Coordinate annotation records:

• • • • •

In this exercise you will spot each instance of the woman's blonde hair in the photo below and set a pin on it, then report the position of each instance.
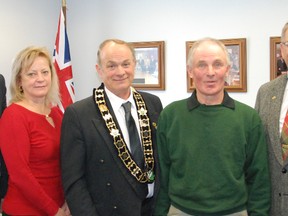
(22, 63)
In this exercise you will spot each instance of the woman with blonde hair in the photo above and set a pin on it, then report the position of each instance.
(30, 137)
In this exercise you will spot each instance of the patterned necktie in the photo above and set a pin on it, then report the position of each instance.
(135, 144)
(284, 138)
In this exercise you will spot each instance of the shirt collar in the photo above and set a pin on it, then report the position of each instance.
(192, 102)
(116, 101)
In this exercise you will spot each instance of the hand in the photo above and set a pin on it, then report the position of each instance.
(66, 209)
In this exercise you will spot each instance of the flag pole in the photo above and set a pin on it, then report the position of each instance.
(64, 10)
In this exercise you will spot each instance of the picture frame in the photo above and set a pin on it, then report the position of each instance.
(150, 67)
(275, 57)
(237, 78)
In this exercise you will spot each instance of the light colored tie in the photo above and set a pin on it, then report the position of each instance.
(135, 144)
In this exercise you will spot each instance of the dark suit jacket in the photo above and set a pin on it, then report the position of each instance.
(268, 104)
(95, 180)
(4, 174)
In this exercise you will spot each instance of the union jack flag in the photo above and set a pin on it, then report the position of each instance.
(62, 64)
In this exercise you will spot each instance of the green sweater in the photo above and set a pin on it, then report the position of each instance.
(213, 159)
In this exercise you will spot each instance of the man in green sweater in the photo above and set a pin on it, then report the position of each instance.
(212, 149)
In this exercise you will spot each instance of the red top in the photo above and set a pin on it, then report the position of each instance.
(31, 149)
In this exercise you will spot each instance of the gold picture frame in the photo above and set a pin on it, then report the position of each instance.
(237, 79)
(275, 57)
(150, 67)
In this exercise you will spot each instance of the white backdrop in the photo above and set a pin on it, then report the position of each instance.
(34, 22)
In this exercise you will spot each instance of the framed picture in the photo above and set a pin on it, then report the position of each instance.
(237, 79)
(277, 64)
(150, 71)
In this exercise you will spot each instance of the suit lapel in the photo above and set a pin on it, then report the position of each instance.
(100, 125)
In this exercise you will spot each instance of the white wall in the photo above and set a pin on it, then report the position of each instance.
(27, 22)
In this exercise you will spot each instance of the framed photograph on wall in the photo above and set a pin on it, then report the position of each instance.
(237, 78)
(277, 64)
(150, 70)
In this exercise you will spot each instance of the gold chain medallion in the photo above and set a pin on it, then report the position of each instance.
(143, 176)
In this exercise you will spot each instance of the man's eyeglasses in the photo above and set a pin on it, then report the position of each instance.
(285, 43)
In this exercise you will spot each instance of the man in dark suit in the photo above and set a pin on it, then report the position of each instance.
(3, 170)
(272, 105)
(101, 175)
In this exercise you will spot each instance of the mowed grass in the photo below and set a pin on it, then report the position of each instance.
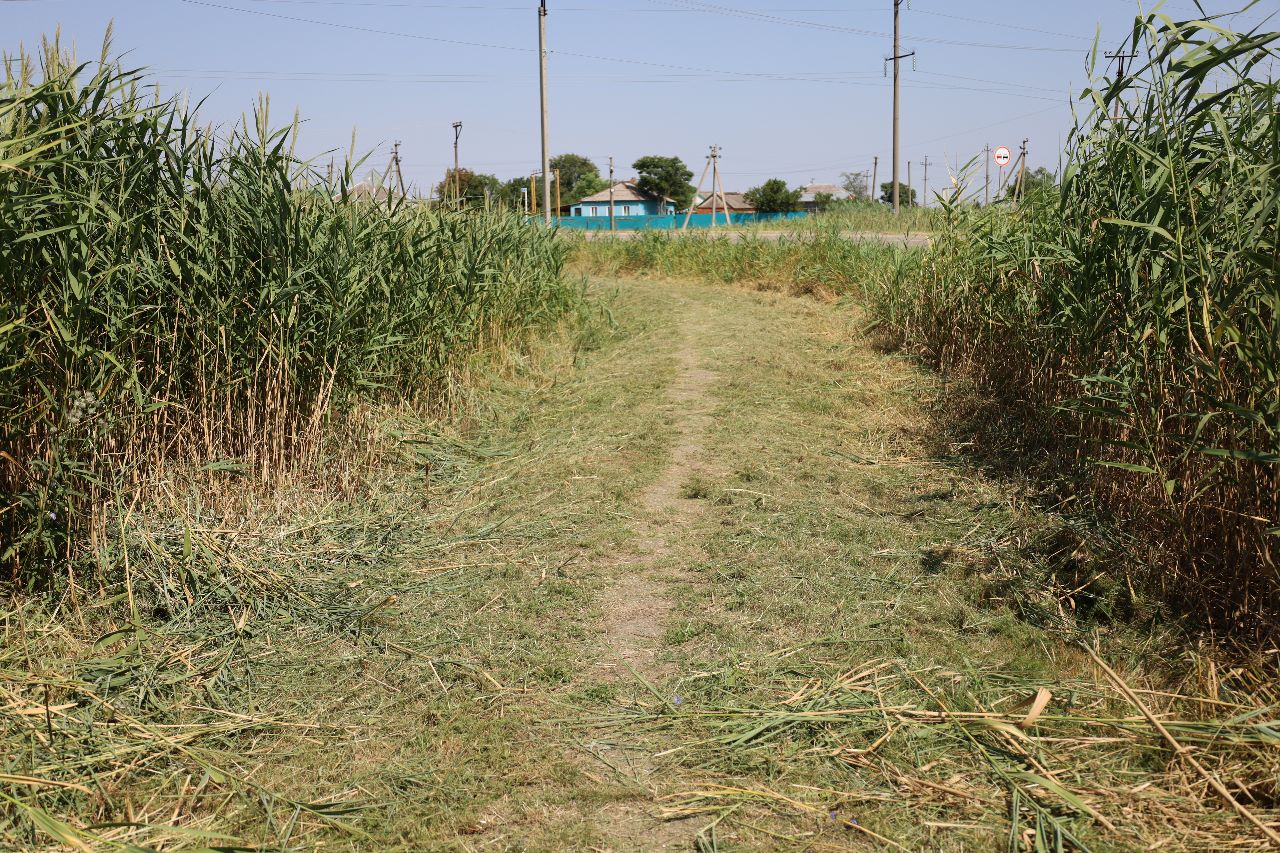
(392, 697)
(859, 589)
(860, 649)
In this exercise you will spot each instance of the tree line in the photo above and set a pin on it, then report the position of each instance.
(667, 177)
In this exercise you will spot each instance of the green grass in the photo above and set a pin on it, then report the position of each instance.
(853, 580)
(813, 260)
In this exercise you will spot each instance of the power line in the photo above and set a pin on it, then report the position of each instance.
(869, 33)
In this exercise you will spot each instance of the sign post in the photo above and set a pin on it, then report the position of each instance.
(1002, 158)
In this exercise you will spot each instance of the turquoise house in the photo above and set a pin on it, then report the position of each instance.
(627, 201)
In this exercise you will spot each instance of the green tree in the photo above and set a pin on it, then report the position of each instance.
(773, 196)
(666, 177)
(511, 194)
(472, 186)
(905, 194)
(856, 185)
(579, 177)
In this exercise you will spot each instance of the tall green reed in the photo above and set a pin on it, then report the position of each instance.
(170, 293)
(1133, 313)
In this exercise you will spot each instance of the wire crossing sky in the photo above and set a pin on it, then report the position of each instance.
(792, 91)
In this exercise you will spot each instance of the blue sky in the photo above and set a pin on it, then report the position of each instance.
(787, 90)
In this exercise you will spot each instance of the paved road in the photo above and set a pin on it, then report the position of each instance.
(917, 240)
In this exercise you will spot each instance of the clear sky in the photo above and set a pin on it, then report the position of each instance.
(787, 90)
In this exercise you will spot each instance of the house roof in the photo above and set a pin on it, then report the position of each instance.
(622, 191)
(814, 190)
(727, 200)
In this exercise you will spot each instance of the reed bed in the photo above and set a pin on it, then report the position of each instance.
(1127, 322)
(176, 296)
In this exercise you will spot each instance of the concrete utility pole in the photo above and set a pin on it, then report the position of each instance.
(542, 81)
(716, 186)
(897, 96)
(986, 196)
(1022, 173)
(457, 177)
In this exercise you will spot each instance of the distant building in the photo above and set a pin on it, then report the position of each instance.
(809, 196)
(734, 203)
(627, 201)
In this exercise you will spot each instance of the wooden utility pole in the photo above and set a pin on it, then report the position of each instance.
(897, 97)
(457, 177)
(542, 82)
(717, 187)
(986, 197)
(1022, 173)
(1120, 59)
(393, 167)
(613, 224)
(698, 194)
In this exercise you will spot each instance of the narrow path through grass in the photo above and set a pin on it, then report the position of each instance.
(714, 585)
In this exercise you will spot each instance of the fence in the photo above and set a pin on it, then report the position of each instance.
(671, 222)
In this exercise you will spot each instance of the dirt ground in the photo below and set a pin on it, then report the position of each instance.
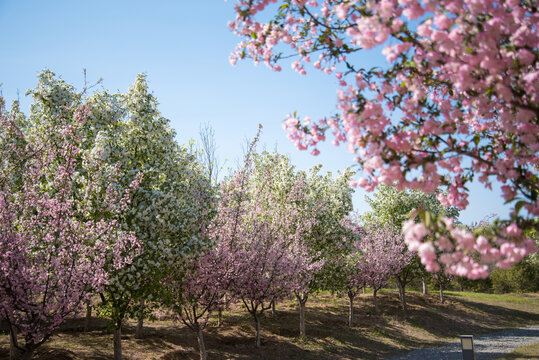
(427, 323)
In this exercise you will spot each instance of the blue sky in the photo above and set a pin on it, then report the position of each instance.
(183, 46)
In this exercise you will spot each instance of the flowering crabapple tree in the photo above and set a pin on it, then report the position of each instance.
(383, 254)
(392, 208)
(351, 278)
(198, 289)
(167, 208)
(456, 102)
(50, 260)
(307, 207)
(264, 232)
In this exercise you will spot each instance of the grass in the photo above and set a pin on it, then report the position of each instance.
(427, 323)
(528, 352)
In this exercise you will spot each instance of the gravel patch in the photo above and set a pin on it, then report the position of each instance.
(487, 346)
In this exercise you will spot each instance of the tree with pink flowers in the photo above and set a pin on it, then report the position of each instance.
(383, 254)
(270, 252)
(50, 259)
(457, 101)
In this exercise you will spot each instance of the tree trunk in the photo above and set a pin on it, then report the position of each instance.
(140, 321)
(118, 341)
(88, 318)
(201, 346)
(351, 310)
(402, 295)
(442, 294)
(302, 300)
(14, 350)
(257, 325)
(28, 353)
(376, 308)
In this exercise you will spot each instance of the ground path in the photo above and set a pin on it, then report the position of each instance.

• • • • •

- [Task brief]: All of the lines above should be printed exactly, minus the pictures.

- [Worked solution]:
In this exercise you will spot each instance of the woman's blonde hair in the photo below and set a pin on it, then report the position of each instance.
(22, 63)
In this exercise you will spot each instance of the woman with blonde hair in the photo above and set a pin on it, then report the position of each instance.
(30, 137)
In this exercise you will spot each instance of the patterned necktie in the photo above and set a pin on it, then report the position of each instance.
(135, 144)
(284, 138)
In this exercise you will spot each instance of the shirt collar in the photo above and set a pin on it, then report the position of each instance.
(192, 102)
(116, 101)
In this exercise you will spot each instance of the hand in the photo above and set a pin on it, then report the position of each instance.
(66, 209)
In this exercise you will spot each instance of the flag pole in the photo above and set a pin on it, then report the position of each instance.
(64, 10)
In this exercise you will spot each instance of the picture frame in the photo above and set a pin on it, then report the position of each instance.
(150, 67)
(275, 57)
(237, 78)
In this exercise you will spot each instance of the light colored tie in the photo above and set a pin on it, then report the position of each instance.
(135, 144)
In this exercise you will spot each instance of the dark suit jacket in the photo above and set a pin on it, then report the position of each instance.
(268, 104)
(95, 180)
(4, 174)
In this exercise you will spot each instance of the union jack flag in the photo above and set a pin on it, then report the position of each instance.
(62, 64)
In this exercise you will spot each instance of the green sweater in the photo above and set a pin on it, then report the position of each instance.
(213, 159)
In this exercise you will spot each instance of the man in green sweater in the photo above and set a pin on it, then report the position of each instance.
(212, 149)
In this exercise you will spot each instance of the red top in the photo above and set a pin on it, then report the position of each instance.
(31, 149)
In this exercise you will spot each instance of the gold picture frame in the photo above and set a pin on it, then report the position of each instance.
(237, 79)
(275, 57)
(150, 67)
In this exercise you will spot each instance of the white backdrop in the photo above and set a pin on it, then report the position of each instance.
(34, 22)
In this exercise you will spot each instance of the framed picture in the photo above and set a pin on it, then report the position of each instance.
(237, 79)
(277, 64)
(150, 71)
In this exercise you will spot each instance of the suit lapel in the photo above and set a pin on it, then report the position of each instance.
(100, 125)
In this exercise you will spot each instance of the white wall in the photo above and set a pin on it, then report the position of each instance.
(27, 22)
In this exercise you will spot each instance of the framed photograph on wall in the photo above and set a pin on it, then report the position of each instance.
(237, 78)
(277, 64)
(150, 70)
In this exercise you will spot each instance of the gold chain medallion in the photo above and set a pin on it, then report the position of each instance.
(143, 176)
In this exercise you will spot each instance of the man's eyeglasses in the photo above and set a pin on it, then report the position of each instance.
(285, 43)
In this exercise you will spot each instance of the man in dark suit in the photo above and set a pin on it, then report the position of each instance.
(3, 170)
(272, 105)
(101, 175)
In this exercise you will spot each instance of the mowed grass in the photo below and set a pin on it, then report the position of each instance.
(392, 697)
(859, 589)
(860, 649)
In this exercise you will spot each instance of the tree line in the photo above and set a pin on it, then report the position of each instance.
(667, 177)
In this exercise you will spot each instance of the green grass in the photo above and set a pin on it, then report the position of each instance.
(853, 580)
(813, 260)
In this exercise you will spot each instance of the power line in the photo above and set a pin on it, then report the position of each instance.
(869, 33)
In this exercise you will spot each instance of the sign post in the photo above and set a pin on it, then report the position of each instance.
(1002, 158)
In this exercise you will spot each instance of the turquoise house in the photo above and set a pin on it, then report the position of each instance.
(627, 201)
In this exercise you will spot each instance of the green tree in the photo above and set a pin on it, then report the position of each instance.
(773, 196)
(666, 177)
(511, 194)
(472, 186)
(905, 194)
(856, 185)
(579, 177)
In this exercise you will spot each instance of the tall green reed in the photo above and set a pin on it, then report the position of each instance.
(170, 293)
(1133, 313)
In this exercise you will spot each instance of the wire crossing sky in the photo above and set a pin on it, then report the position of each instance.
(792, 91)
In this exercise you will spot each instance of the blue sky in the photo above and set a pin on it, then report the position of each instance.
(787, 90)
In this exercise you will spot each instance of the paved road in the photo above and set a pin on it, then report the position of each instance.
(917, 240)
In this exercise you will spot each instance of the clear sky in the photo above and set a pin on it, then report the position of each instance.
(787, 90)
In this exercise you will spot each instance of the house roof in the photo above and set a pin on it, then report the position of each instance.
(622, 191)
(814, 190)
(727, 200)
In this exercise you will spot each instance of the reed bed in the photo above and set a pin on it, then report the position of each instance.
(1127, 322)
(176, 296)
In this exercise you will spot each instance of the concrete utility pole in the photo above and set a pin on it, then report the position of each instance.
(542, 81)
(716, 186)
(897, 96)
(986, 196)
(1022, 173)
(457, 177)
In this exercise you will spot each instance of the distant building in the photo above and set a pin on it, then report the position of each instance.
(809, 196)
(734, 203)
(627, 201)
In this exercise you will spot each instance of the wooden utility pole in the photo above and set a pin on it, then report the position of each instance.
(897, 97)
(457, 177)
(542, 82)
(717, 187)
(986, 197)
(1022, 173)
(1120, 59)
(393, 167)
(613, 224)
(698, 194)
In this exercise you will spot each instance of the narrow path through grass in the photo above and set a pin on it, then report the position of each instance.
(714, 585)
In this exercise you will spot each instance of the fence in the photo above and set a pin on it, then report the position of each instance.
(671, 222)
In this exercise you will spot each instance of the dirt ground in the photo below and set a pin on it, then report the position of each instance.
(427, 323)
In this exercise you will spot each instance of the blue sky in the photo above and set a pin on it, then report the position of each instance.
(183, 46)
In this exercise you will spot each instance of the flowering crabapple tree in the photo above and set a pin on it, then report the position of each instance.
(383, 254)
(392, 208)
(351, 278)
(198, 289)
(167, 208)
(456, 102)
(50, 260)
(307, 207)
(264, 232)
In this exercise you will spot each instance of the grass in the photo above and set a pin on it, then report the position of each instance.
(427, 323)
(528, 352)
In this exercise you will spot each instance of the gravel patch in the photo above and set a pin on it, then report the position of each instance.
(487, 346)
In this exercise you will spot each instance of the tree with pink flowers in the photo above and set a pin on it, then report the position of each instance.
(383, 254)
(270, 252)
(50, 259)
(457, 101)
In this exercise you will spot each instance of the tree trunk in the photo above and set a pin on it, then report the position of each instance.
(140, 321)
(118, 341)
(88, 318)
(201, 346)
(351, 310)
(402, 295)
(442, 294)
(302, 300)
(14, 350)
(257, 325)
(28, 353)
(376, 308)
In this exercise you will spot each instance of the ground path in the photo above and set a pin on it, then report the position of each instance.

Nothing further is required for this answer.